Text passage:
In the postwar South, the legend of Yankee ruffians waging campaigns of fire and vandalism was surely useful in several respects. First, it helped Southern conservatives to convince their fellow white Southerners that a terrible wrong had been done them--a conviction that resonated well with the humiliations of military Reconstruction. Second, it played into the myth of a South beaten down by brute force, not defeated by military art and certainly not by internal divisions or a failure of national will.

Third, the myth of Yankee atrocities accounted for the economic disaster that gripped the South after 1865. As historians have since pointed out, the destruction of Southern crops, livestock, factories, and railroads, and other infrastructure was anything but complete; much of the damage was repaired within a few years. The really serious economic losses can be traced to two things: the emancipation of slaves, which wiped out billions of dollars in Southern wealth, and the worthlessness of Confederate scrip, bonds, and promissory notes into which many Southerners had sunk most of their savings. Both, of course, could be better traced to the South's decision to secede--and so begin the war--than to anything that Union soldiers did. Thus the emphasis on hard war, as an explanation for the economic devastation of the South, may have diverted attention from Southern responsibilities in bringing on the war, and thus for the outcome.

Record set:

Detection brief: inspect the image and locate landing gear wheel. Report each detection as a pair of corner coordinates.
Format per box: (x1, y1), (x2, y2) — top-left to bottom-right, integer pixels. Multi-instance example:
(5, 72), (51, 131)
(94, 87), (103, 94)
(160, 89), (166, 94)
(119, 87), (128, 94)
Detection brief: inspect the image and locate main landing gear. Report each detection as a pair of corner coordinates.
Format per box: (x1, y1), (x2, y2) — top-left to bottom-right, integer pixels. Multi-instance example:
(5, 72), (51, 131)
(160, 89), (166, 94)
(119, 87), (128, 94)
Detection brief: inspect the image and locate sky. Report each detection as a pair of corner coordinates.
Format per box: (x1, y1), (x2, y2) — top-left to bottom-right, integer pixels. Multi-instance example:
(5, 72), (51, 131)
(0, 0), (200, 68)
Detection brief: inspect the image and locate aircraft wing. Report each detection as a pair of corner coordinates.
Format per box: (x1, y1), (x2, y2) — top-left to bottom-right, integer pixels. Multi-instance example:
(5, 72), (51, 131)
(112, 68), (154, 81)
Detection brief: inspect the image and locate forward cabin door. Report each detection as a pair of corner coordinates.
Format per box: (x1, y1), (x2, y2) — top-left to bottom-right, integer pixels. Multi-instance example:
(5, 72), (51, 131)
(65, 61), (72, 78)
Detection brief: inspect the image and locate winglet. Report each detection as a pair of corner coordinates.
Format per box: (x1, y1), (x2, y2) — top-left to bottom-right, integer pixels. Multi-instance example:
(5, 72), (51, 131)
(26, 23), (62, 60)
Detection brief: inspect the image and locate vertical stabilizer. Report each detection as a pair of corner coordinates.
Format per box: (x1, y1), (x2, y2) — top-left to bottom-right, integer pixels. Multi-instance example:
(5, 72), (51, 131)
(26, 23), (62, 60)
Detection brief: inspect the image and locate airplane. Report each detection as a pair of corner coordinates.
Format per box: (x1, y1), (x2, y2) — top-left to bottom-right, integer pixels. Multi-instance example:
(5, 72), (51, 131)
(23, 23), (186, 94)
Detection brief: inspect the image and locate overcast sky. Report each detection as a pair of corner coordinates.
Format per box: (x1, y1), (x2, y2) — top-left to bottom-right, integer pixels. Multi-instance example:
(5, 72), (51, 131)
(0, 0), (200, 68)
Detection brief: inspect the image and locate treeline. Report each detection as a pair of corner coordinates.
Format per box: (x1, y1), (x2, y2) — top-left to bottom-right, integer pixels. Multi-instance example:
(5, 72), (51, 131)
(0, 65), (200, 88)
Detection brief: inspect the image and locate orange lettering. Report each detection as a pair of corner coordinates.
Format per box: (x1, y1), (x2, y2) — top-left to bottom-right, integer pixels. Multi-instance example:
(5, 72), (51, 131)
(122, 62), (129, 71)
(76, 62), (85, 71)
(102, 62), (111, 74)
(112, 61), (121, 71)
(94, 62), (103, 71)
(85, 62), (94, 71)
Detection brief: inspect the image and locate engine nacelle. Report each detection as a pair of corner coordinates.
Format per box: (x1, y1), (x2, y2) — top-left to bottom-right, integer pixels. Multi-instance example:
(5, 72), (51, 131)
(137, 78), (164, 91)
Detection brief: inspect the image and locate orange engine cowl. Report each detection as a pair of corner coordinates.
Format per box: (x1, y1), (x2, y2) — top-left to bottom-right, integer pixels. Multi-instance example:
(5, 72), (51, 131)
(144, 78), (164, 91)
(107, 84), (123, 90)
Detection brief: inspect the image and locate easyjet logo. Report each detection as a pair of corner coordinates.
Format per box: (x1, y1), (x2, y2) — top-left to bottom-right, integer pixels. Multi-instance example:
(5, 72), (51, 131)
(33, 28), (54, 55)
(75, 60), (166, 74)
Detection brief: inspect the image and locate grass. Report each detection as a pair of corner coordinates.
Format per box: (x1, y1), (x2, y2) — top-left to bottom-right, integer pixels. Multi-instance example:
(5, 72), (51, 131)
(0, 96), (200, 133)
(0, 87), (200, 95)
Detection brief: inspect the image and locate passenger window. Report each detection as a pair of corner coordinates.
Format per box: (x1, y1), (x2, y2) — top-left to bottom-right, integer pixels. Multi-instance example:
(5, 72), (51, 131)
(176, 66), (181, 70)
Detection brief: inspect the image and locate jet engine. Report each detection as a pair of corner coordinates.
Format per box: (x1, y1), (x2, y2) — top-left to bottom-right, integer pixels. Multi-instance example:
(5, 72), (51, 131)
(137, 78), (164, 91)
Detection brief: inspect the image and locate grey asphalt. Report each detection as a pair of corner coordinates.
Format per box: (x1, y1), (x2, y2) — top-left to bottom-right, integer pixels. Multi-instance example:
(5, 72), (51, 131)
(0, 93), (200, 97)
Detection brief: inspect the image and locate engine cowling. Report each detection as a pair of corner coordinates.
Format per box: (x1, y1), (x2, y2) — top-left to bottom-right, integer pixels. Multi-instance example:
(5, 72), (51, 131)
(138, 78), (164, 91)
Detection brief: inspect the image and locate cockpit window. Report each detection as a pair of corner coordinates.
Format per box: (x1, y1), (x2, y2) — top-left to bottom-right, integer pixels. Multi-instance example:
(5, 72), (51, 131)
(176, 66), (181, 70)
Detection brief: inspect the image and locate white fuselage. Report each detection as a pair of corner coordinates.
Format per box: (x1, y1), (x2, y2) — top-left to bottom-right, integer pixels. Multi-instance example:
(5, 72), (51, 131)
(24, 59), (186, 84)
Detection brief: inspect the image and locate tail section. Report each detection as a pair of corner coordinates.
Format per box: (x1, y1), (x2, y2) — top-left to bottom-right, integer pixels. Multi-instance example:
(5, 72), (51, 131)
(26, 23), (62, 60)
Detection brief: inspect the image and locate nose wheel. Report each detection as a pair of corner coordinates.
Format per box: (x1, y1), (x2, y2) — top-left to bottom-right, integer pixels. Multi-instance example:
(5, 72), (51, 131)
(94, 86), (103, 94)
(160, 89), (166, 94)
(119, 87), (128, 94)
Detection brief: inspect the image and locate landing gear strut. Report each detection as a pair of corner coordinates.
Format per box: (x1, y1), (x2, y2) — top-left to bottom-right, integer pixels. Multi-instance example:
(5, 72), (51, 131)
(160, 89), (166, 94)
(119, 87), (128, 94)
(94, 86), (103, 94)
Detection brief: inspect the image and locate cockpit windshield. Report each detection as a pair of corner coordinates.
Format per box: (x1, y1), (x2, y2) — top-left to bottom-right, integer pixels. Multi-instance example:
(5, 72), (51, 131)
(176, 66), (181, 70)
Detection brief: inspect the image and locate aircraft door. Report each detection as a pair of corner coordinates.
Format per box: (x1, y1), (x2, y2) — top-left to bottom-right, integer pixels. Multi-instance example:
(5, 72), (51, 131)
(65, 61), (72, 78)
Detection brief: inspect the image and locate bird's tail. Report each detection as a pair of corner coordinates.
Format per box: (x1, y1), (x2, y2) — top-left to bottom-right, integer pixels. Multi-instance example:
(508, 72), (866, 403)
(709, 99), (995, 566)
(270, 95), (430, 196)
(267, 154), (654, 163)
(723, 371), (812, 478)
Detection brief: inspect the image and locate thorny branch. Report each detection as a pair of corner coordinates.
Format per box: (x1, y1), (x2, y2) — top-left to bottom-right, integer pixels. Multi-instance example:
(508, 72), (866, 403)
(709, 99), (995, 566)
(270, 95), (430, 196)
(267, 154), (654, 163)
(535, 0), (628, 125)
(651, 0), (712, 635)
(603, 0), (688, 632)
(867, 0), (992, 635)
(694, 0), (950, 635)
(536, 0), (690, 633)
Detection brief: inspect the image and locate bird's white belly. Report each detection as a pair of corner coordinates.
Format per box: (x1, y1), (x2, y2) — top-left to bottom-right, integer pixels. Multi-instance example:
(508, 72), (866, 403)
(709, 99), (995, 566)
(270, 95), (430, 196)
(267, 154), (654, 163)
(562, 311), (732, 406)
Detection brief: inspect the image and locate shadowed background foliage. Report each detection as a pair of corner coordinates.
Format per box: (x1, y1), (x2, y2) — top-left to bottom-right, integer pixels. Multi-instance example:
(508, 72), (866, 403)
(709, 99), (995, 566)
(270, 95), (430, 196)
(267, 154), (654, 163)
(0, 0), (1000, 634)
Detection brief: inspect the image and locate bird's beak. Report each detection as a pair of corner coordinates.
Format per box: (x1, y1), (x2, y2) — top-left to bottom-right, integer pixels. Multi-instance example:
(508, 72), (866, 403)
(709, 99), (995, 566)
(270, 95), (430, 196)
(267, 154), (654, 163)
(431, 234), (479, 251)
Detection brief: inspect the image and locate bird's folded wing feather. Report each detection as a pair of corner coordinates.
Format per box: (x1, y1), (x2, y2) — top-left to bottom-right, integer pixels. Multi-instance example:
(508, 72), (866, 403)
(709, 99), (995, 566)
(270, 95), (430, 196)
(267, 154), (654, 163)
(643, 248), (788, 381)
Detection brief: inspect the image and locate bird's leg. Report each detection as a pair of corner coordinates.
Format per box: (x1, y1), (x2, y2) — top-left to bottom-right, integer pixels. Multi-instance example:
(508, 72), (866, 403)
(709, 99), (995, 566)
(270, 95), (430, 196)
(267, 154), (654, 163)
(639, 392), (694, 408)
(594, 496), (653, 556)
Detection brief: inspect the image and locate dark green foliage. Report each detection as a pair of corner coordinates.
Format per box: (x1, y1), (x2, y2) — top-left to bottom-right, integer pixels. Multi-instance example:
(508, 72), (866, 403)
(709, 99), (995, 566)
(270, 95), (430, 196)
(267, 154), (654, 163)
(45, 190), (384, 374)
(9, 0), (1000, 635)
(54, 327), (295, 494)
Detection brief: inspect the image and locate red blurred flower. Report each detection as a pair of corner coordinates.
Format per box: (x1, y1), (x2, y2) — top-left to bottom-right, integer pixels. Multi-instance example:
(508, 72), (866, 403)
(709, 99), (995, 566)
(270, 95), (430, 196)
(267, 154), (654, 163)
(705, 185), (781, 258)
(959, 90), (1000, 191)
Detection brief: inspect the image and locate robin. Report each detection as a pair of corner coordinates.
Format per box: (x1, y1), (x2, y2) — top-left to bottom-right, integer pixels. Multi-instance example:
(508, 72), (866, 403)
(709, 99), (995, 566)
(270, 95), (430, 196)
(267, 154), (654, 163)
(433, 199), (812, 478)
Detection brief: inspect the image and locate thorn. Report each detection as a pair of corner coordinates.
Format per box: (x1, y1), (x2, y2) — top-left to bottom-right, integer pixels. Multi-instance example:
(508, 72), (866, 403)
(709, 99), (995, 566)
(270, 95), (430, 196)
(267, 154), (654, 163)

What this exercise asks:
[A] Rewrite the passage on the postwar South from "In the postwar" through "of national will.", replacing "brute force" with "sheer numbers".
[B] Write the next paragraph of the passage on the postwar South, picking up after its last sentence.

Task responses:
[A]
In the postwar South, the legend of Yankee ruffians waging campaigns of fire and vandalism was surely useful in several respects. First, it helped Southern conservatives to convince their fellow white Southerners that a terrible wrong had been done them--a conviction that resonated well with the humiliations of military Reconstruction. Second, it played into the myth of a South beaten down by sheer numbers, not defeated by military art and certainly not by internal divisions or a failure of national will.

[B]
I suspect the mythology served less political purposes as well. Imagine that you are a woman living in the 1880s or 1890s, and that you are telling your grandchildren what it was like to live through the passage of Union armies through your village or farm. Obviously you survived the encounter, and probably so did the house you lived in. You may tell your grandchildren that the slaves ran off, that a Yankee soldier pilfered the silverware, that other soldiers tracked mud through the parlor, that they ransacked the smokehouse and burned the cotton gin. All these details will be accurate enough. But how can you satisfactorily convey the mortal peril you remember having felt, the fear that you might be assaulted, raped, or killed? It seems to me that you could hardly expect to convey this by pointing out that Yankee soldiers rarely did such things. Instead you would have every reason to repeat stories, however dubious, of assaults, rapes and murders that occurred elsewhere. This mythical retelling would serve an important purpose: It would keep alive a sense of the terror you felt, whereas a fully accurate retelling would make your fears seem misplaced. Further, the sense of violation that attended the invasion of your house by Union soldiers and the loss of precious family heirlooms would be undercut if you were to emphasize, for example, that in fact only a few soldiers got inside the house and that an arriving officer soon ordered them to leave.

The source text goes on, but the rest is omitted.